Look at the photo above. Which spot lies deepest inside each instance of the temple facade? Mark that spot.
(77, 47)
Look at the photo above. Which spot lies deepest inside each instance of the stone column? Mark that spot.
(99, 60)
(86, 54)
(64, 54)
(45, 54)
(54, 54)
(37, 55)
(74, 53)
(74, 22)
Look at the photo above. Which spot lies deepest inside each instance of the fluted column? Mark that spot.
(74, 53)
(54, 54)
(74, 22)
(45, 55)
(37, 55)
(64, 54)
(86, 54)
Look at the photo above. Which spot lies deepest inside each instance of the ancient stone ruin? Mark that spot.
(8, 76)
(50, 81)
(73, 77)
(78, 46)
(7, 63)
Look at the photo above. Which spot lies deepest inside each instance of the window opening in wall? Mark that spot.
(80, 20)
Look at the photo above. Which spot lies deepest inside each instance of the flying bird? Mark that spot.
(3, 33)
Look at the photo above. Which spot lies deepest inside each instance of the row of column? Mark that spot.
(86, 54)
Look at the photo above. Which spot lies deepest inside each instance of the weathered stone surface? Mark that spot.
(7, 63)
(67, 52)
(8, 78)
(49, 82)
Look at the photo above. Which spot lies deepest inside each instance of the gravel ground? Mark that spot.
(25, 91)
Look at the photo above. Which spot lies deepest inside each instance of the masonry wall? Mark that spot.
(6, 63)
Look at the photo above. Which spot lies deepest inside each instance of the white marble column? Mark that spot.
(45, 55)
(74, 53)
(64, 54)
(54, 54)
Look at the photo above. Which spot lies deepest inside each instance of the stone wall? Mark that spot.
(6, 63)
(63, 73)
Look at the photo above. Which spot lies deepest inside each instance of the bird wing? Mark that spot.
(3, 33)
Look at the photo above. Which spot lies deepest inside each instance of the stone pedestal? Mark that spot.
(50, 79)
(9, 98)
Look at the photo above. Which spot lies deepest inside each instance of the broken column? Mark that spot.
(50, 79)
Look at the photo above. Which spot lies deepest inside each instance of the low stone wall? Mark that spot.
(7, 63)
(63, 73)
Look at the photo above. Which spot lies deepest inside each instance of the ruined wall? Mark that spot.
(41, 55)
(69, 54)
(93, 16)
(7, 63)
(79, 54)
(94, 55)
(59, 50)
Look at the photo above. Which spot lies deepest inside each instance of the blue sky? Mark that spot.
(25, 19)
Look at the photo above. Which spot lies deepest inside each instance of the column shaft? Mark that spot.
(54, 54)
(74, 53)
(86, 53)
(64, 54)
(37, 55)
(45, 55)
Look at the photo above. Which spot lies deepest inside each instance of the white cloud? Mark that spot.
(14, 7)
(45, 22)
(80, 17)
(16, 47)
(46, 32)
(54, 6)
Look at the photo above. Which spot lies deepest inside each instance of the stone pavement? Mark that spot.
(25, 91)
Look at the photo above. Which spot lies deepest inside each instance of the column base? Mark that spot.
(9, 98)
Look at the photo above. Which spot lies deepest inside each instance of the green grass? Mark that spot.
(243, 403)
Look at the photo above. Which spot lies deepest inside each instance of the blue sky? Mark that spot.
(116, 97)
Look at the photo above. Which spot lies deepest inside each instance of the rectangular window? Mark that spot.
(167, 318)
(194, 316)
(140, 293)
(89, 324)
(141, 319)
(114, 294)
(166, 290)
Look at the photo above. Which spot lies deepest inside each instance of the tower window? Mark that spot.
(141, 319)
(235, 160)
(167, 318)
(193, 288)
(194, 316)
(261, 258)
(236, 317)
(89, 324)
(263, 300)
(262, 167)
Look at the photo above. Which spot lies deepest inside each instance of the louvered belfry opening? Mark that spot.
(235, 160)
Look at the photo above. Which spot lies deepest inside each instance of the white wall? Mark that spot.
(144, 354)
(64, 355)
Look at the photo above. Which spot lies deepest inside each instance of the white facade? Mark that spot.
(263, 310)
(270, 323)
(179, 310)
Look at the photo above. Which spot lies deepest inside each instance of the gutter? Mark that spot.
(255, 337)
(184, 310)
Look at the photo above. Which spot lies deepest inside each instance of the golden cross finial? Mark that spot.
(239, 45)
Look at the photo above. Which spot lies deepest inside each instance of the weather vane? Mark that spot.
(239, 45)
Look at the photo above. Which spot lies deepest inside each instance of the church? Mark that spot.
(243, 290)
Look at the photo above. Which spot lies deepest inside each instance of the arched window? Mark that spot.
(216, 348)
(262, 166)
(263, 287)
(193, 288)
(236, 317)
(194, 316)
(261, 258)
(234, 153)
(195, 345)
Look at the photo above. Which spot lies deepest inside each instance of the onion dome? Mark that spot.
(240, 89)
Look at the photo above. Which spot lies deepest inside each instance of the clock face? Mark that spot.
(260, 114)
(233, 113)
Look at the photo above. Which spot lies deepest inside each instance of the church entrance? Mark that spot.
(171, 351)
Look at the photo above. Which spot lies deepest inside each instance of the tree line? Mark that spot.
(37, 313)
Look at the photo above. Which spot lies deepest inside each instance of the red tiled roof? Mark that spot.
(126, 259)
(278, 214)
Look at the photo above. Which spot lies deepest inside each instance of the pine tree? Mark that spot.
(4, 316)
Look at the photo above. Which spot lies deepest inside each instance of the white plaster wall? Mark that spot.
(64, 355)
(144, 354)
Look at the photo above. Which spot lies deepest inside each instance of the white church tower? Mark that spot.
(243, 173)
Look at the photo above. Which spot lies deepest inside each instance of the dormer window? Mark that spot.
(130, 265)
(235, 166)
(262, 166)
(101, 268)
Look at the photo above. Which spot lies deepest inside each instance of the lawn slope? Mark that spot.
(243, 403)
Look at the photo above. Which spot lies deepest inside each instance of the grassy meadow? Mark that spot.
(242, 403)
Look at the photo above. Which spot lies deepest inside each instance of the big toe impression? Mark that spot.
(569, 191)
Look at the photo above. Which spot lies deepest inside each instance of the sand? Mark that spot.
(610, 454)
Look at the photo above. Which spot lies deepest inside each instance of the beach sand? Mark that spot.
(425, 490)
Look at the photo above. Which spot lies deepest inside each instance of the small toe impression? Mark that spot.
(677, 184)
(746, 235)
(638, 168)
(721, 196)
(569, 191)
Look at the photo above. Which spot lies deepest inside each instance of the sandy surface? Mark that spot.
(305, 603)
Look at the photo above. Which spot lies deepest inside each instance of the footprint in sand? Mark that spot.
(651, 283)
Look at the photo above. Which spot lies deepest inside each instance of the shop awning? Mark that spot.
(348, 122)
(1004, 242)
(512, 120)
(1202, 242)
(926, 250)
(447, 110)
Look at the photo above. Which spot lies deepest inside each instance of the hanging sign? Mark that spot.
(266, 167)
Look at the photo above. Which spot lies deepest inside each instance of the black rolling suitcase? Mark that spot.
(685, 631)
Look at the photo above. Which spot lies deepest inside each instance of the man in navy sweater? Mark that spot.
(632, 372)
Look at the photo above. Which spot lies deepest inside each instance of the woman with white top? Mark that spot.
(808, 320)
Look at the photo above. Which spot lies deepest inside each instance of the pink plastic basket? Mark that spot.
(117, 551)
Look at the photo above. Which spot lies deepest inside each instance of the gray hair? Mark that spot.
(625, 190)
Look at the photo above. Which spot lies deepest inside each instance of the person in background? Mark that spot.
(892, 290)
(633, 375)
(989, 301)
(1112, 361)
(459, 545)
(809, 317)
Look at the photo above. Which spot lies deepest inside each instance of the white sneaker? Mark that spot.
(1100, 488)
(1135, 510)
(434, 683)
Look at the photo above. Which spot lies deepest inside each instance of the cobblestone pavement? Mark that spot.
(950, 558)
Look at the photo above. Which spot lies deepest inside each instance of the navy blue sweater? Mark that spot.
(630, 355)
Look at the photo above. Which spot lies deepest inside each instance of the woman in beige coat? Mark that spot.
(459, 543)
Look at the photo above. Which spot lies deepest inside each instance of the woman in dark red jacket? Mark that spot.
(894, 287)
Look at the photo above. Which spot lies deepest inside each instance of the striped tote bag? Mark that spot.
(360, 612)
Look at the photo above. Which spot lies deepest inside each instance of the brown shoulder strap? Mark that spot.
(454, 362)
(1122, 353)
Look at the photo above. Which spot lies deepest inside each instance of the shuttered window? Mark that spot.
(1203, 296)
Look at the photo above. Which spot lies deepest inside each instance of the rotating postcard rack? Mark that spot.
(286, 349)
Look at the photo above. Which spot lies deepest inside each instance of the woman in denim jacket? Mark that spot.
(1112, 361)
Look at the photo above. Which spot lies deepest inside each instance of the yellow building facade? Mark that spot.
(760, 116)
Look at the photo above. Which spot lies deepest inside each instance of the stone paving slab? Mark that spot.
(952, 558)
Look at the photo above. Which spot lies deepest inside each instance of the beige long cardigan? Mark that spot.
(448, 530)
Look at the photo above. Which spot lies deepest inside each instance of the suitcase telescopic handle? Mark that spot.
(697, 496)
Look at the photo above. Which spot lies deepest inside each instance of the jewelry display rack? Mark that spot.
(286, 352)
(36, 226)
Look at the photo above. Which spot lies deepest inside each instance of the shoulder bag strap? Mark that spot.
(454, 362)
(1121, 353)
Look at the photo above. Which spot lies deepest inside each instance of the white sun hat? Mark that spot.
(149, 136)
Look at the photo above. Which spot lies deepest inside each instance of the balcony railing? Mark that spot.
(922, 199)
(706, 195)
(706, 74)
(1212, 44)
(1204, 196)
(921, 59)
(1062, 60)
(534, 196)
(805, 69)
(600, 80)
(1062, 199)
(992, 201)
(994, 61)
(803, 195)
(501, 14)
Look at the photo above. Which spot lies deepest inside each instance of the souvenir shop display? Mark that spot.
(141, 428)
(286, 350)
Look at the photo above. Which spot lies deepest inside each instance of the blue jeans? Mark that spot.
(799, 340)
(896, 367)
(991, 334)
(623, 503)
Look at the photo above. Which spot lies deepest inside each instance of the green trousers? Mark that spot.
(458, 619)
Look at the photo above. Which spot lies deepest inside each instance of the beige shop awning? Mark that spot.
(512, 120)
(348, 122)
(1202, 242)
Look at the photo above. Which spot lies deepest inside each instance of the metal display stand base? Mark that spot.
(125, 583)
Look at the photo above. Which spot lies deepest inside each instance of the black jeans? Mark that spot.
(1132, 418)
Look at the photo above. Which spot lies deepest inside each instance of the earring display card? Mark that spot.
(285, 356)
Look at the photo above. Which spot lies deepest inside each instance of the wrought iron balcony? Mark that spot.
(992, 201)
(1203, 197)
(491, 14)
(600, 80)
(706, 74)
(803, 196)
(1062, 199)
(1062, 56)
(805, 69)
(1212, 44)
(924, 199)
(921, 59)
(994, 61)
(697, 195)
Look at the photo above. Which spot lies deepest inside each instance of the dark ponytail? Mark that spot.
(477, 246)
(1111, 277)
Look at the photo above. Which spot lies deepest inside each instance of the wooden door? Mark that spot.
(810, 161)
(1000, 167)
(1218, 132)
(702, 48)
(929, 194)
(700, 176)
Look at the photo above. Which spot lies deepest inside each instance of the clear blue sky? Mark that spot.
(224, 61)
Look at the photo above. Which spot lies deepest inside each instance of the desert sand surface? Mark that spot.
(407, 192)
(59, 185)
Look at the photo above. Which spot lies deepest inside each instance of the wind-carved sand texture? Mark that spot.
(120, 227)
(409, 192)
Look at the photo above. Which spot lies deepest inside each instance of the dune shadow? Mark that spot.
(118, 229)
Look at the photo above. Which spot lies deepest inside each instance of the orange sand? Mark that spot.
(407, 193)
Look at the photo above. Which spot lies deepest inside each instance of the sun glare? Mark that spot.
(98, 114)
_ _ _ _ _
*AIM*: Copy everything from the line containing "navy sweater? Mark that spot." down to the line containing "(1203, 296)", swapping "tote bag" for "shopping bag" and leaving the rest unchanged.

*EXERCISE RESPONSE*:
Look at the photo above. Which spot lies deepest inside each instance of the man in navy sweater? Mark that spot.
(632, 372)
Look at the photo above. Which spot lies deepest inside each instance of the woman with white top? Mark that spot.
(808, 320)
Look at the photo above. Which spot lies deepest inside each instance of the pink plastic basket? Mark that spot.
(117, 551)
Look at the photo above. Which spot lies deepest inside each instance of the gray hair? Mark that spot.
(625, 190)
Look at the photo above. Which spot lies deepest inside each instance of the person in background? Mark that spot.
(892, 290)
(633, 375)
(989, 301)
(1112, 361)
(459, 545)
(809, 317)
Look at the photo above. Which spot lies deepest inside each instance of the white sneaker? Mark that spot.
(1100, 488)
(1135, 510)
(434, 683)
Look at the photo above. Which spot lies deepest inside each instance of the cobblestone pavement? Mark that spot.
(950, 558)
Look at the photo above. Which spot lies deepest inside each instance of the navy blue sweater? Mark that spot.
(630, 355)
Look at the photo above. Which spot lies deepest inside each instance of the woman in beige coat? Mark that spot.
(459, 543)
Look at the photo above. Which spot lies deepest inside each instance of the woman in dark red jacket? Mark that spot.
(894, 287)
Look at the photo above. Which spot lies deepest inside each instance of the striped shopping bag? Mark that spot.
(360, 612)
Look at the photo above. Which spot lies deepest inside each instance of the brown shoulder strap? Mark that spot.
(454, 362)
(1122, 353)
Look at the photo above. Which spot lies deepest inside each instance of the shuttered window? Mark that spot.
(1203, 296)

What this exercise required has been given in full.